Data to process Start Marker
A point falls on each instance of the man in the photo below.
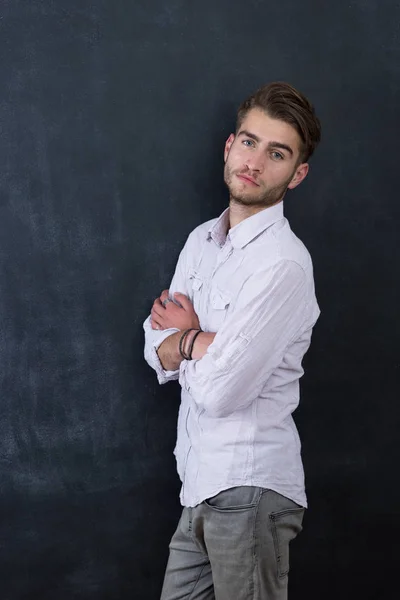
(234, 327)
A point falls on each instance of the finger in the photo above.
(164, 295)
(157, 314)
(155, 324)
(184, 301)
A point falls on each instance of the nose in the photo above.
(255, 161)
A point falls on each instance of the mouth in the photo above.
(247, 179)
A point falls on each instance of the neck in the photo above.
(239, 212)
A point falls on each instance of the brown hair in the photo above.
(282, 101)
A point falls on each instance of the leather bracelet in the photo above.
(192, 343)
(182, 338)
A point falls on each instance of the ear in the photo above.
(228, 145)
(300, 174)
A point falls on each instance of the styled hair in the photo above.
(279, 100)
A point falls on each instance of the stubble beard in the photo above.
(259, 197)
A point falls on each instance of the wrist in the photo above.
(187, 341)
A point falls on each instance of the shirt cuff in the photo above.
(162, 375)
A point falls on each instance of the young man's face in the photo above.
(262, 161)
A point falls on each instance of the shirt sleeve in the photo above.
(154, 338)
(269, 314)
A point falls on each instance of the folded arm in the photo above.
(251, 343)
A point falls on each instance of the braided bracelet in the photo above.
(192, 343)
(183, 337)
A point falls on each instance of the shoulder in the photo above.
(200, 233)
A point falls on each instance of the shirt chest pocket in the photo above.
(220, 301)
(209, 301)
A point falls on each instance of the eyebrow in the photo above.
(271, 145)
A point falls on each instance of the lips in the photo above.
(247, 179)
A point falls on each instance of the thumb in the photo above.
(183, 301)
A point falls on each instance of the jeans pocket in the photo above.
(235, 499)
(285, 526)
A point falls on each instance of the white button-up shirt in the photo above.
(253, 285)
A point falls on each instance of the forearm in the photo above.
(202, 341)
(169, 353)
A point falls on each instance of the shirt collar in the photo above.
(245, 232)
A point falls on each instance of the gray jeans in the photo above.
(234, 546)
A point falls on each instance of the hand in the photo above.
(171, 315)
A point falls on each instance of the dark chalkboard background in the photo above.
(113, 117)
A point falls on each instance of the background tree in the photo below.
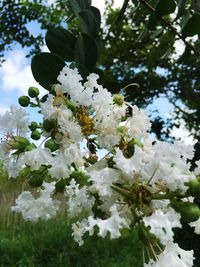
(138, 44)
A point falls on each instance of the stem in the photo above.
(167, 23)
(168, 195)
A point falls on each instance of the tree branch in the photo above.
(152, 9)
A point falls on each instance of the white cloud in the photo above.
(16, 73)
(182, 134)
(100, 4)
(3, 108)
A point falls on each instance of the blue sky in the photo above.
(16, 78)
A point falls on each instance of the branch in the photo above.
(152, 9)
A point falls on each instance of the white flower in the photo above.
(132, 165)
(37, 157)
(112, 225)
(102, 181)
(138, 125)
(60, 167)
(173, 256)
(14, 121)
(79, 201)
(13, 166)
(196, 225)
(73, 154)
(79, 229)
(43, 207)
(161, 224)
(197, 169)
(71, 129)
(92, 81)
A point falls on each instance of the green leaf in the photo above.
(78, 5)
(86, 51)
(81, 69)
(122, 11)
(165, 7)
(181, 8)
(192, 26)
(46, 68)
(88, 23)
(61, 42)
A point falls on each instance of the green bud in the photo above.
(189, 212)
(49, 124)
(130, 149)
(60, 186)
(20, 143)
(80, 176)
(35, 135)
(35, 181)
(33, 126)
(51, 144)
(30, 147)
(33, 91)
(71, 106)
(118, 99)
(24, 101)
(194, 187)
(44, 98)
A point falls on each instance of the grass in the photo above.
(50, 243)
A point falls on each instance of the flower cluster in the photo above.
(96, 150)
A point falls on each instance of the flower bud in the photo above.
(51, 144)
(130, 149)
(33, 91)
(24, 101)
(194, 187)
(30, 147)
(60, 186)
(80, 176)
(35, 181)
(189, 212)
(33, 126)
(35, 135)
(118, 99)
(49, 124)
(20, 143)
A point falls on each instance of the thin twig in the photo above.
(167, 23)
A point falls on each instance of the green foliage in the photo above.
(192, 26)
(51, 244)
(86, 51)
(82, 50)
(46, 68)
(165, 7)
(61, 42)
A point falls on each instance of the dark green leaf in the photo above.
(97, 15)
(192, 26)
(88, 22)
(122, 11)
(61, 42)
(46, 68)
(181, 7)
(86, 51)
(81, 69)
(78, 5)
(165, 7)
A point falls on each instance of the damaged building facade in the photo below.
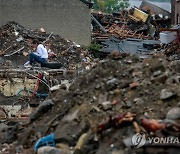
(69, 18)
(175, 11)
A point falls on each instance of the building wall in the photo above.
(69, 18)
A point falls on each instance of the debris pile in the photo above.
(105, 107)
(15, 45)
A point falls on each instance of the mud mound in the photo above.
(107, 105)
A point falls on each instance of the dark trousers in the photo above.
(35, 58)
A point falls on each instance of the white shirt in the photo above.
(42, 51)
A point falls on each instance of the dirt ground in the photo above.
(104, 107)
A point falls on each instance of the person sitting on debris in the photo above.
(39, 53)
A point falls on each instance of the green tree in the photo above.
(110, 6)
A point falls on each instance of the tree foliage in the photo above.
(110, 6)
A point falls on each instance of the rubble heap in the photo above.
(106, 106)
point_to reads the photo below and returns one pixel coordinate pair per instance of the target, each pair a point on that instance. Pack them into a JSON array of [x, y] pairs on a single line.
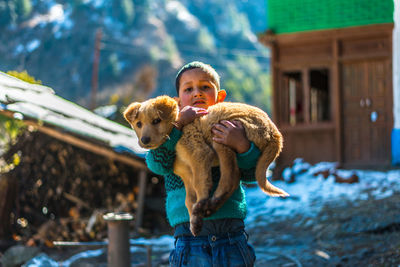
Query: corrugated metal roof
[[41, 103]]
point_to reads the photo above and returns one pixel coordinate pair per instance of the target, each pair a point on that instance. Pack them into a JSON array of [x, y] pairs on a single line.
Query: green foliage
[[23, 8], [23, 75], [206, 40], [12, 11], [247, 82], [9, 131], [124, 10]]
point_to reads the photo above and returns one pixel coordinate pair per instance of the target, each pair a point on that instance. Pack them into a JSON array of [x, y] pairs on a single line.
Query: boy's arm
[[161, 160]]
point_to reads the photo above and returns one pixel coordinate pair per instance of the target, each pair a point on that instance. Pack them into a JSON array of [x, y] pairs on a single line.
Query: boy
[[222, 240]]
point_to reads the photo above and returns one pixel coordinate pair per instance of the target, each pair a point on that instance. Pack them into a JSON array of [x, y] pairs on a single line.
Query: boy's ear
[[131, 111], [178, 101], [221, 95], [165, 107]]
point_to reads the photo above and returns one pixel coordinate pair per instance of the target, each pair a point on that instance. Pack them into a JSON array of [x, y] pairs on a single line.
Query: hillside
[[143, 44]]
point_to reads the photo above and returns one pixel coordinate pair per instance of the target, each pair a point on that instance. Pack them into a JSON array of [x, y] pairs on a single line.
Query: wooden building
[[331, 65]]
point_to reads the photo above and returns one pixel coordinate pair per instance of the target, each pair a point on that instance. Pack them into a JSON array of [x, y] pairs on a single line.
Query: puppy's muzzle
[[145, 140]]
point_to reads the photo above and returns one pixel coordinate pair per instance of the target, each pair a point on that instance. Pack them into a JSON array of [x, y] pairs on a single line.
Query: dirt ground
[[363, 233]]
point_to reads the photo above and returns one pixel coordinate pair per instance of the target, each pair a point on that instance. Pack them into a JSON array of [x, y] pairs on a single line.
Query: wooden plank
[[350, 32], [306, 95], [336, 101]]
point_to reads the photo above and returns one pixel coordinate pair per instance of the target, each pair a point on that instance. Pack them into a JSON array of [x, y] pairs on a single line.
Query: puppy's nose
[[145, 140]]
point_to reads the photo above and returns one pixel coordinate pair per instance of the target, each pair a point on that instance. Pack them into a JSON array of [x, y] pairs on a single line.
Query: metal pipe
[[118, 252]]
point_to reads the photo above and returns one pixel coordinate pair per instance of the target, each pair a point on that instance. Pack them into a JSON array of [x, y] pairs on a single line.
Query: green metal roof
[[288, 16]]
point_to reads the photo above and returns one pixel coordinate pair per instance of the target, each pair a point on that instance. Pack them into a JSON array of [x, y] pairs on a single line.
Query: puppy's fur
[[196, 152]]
Data to process End Marker
## Exercise prompt
If an entry contains an image, please omit that image and print everything else verbatim.

## Answer section
A point falls on each instance of the man in the photo below.
(234, 327)
A point falls on each instance of the finger in the photo above.
(164, 295)
(157, 314)
(155, 324)
(184, 301)
A point falls on each instance of the nose in the photo above.
(255, 161)
A point falls on each instance of the mouth in the photo above.
(247, 179)
A point falls on each instance of the neck in the photo above.
(239, 212)
A point falls on each instance of the brown hair in the photo above.
(282, 101)
A point falls on each instance of the leather bracelet in the photo above.
(192, 343)
(182, 338)
A point falls on each instance of the ear in the photo above.
(228, 145)
(300, 174)
A point falls on each instance of the styled hair in the photo above.
(279, 100)
A point falls on each instance of the stubble beard in the photo above.
(259, 197)
A point falls on each instance of the wrist in the photo above.
(187, 341)
A point falls on each instance of the shirt cuff in the photo above.
(162, 375)
A point falls on each instance of the young man's face in the photo above.
(262, 161)
A point falls on each instance of the shirt sleeve in the photo above.
(154, 338)
(269, 314)
A point falls on each instance of the folded arm in the photo above.
(251, 343)
A point falls on each instance of the braided bracelet in the photo above.
(192, 343)
(183, 337)
A point falls on each instance of the shoulder in the photo above.
(200, 233)
A point falls on each instance of the shirt chest pocket in the photo above.
(220, 301)
(209, 301)
A point falls on each instance of the eyebrow in the photo above.
(271, 145)
A point falls on each instance of the lips in the photo above.
(247, 179)
A point falls on each instance of the thumb in the photo above.
(183, 301)
A point falls on each instance of the jeans pocket in the photo above.
(235, 499)
(285, 526)
A point falls on each instance of the white button-up shirt in the photo above.
(253, 285)
A point falls on each instance of the forearm in the photo above.
(202, 341)
(169, 353)
A point falls on each instance of the shirt collar in the photo above.
(245, 232)
A point falls on each instance of the gray jeans in the photo above.
(234, 546)
A point falls on each instance of the hand in the photo above.
(171, 315)
A point falls on each instance of the dark chalkboard background in the photo above.
(113, 117)
A point falls on each instance of the background tree in the photo below.
(138, 44)
A point falls on each instance of the stem in the photo above.
(167, 23)
(168, 195)
A point falls on each instance of the tree branch in the photo above.
(152, 9)
A point falls on each instance of the white cloud in the photo above.
(16, 73)
(182, 134)
(100, 4)
(3, 108)
A point falls on each instance of the blue sky in the photo above.
(16, 78)
A point falls on each instance of the branch in the photo above.
(152, 9)
A point falls on each instance of the white flower in the photo above.
(132, 165)
(37, 157)
(112, 225)
(102, 181)
(138, 125)
(60, 167)
(173, 256)
(14, 121)
(79, 201)
(13, 166)
(196, 225)
(73, 154)
(79, 229)
(43, 207)
(161, 224)
(197, 169)
(71, 129)
(92, 81)
A point falls on each instance of the green leaf in the photo above.
(78, 5)
(86, 51)
(81, 69)
(122, 11)
(165, 7)
(181, 8)
(192, 26)
(46, 68)
(88, 23)
(61, 42)
A point falls on each instance of the green bud in the photo above.
(189, 212)
(49, 124)
(130, 149)
(60, 186)
(20, 143)
(80, 176)
(35, 135)
(35, 181)
(33, 126)
(51, 144)
(30, 147)
(33, 91)
(71, 106)
(118, 99)
(24, 101)
(194, 187)
(44, 98)
A point falls on each instance of the grass in the photo above.
(50, 243)
A point falls on each instance of the flower cluster in the photo above.
(96, 150)
A point falls on each instance of the flower bud in the photo above.
(51, 144)
(130, 149)
(33, 91)
(24, 101)
(194, 187)
(30, 147)
(60, 186)
(80, 176)
(35, 181)
(189, 212)
(33, 126)
(35, 135)
(118, 99)
(49, 124)
(20, 143)
A point falls on each instance of the thin twig in the photo above.
(167, 23)
A point falls on each instance of the green foliage in the photo above.
(192, 26)
(51, 244)
(86, 51)
(82, 50)
(46, 68)
(165, 7)
(61, 42)
A point falls on each instance of the dark green leaf in the photo above.
(97, 15)
(192, 26)
(88, 22)
(122, 11)
(61, 42)
(46, 68)
(181, 7)
(86, 51)
(81, 69)
(78, 5)
(165, 7)
A point falls on each instance of the damaged building facade in the photo below.
(69, 18)
(175, 11)
A point falls on each instance of the building wall in the photo above.
(69, 18)
A point falls on each instance of the debris pile in the photo above.
(105, 107)
(15, 45)
A point falls on each instance of the mud mound in the photo above.
(107, 105)
A point falls on each instance of the dark trousers in the photo above.
(35, 58)
A point falls on each instance of the white shirt in the photo above.
(42, 51)
A point falls on each instance of the dirt ground in the photo above.
(104, 107)
A point falls on each instance of the person sitting on debris in the photo above.
(39, 53)
A point falls on each instance of the green tree in the photo above.
(110, 6)
A point falls on each instance of the tree foliage in the photo above.
(110, 6)
A point falls on each instance of the rubble heap in the photo above.
(106, 106)
point_to reads the photo below and returns one pixel coordinate pair per instance of the target, each pair a point on that instance. Pack them into a JSON array of [x, y] pairs on a single line.
Query: corrugated metal roof
[[41, 103]]
point_to reads the photo above and returns one pixel coordinate pair per instance of the target, each pair a point on that instance. Pack them into a JSON array of [x, y] pairs on a single line.
Query: green foliage
[[23, 8], [23, 75], [206, 40], [12, 11], [247, 82], [9, 131], [124, 10]]
point_to reads the photo above and returns one pixel coordinate pair per instance of the target, each pair a point on that instance. Pack them into a JSON array of [x, y] pairs on a single line.
Query: boy's arm
[[161, 160]]
point_to reads the photo above and returns one pixel coordinate pair per instance of the target, each pair a point on that instance. Pack them into a JSON array of [x, y] pairs on a single line.
Query: boy
[[222, 240]]
point_to reads the photo above and returns one pixel coordinate pair per instance of the target, each pair a point on that instance. Pack them into a JSON array of [x, y] pairs on a single line.
Query: boy's ear
[[131, 111], [178, 101], [221, 95], [165, 107]]
point_to reads the photo above and returns one pixel coordinate pair per instance of the target, each pair a point on that instance. Pack them into a JSON array of [x, y] pairs on a single line.
Query: hillside
[[143, 44]]
point_to reads the photo above and returns one pixel coordinate pair per instance of the target, each pair a point on that instance. Pack them into a JSON array of [x, y] pairs on a single line.
Query: wooden building
[[331, 65]]
point_to reads the photo above and returns one pixel coordinate pair per instance of the target, each pair a point on that instance. Pack them into a JSON array of [x, y] pairs on a single line.
Query: puppy's muzzle
[[145, 140]]
point_to reads the photo above and returns one pixel coordinate pair per instance of the target, each pair a point on that instance. Pack them into a JSON array of [x, y] pairs on a single line.
Query: dirt ground
[[363, 233]]
point_to reads the photo above and returns one pixel coordinate pair per instance of the target, each pair a point on that instance. Pack them into a JSON array of [x, y] pairs on a single line.
Query: wooden plank
[[350, 32], [306, 95], [336, 101]]
point_to reads the photo above and returns one pixel coordinate pair per instance of the target, each pair a point on that instance. Pack them into a JSON array of [x, y] pairs on a single line.
Query: puppy's nose
[[145, 140]]
point_to reads the photo above and returns one pixel coordinate pair per instance of the target, each pair a point on that instance. Pack them into a JSON array of [x, y] pairs on a single line.
Query: metal pipe
[[118, 252]]
point_to reads the photo above and returns one pixel coordinate pair per instance of the target, each pair a point on that instance. Pack them into a JSON array of [x, y] pairs on a single line.
Query: green metal roof
[[288, 16]]
point_to reads the photo above and returns one pixel coordinate pair per instance of the target, each pair a point on that instance. Pack them into a JSON array of [x, y] pairs on a single line.
Query: puppy's fur
[[196, 152]]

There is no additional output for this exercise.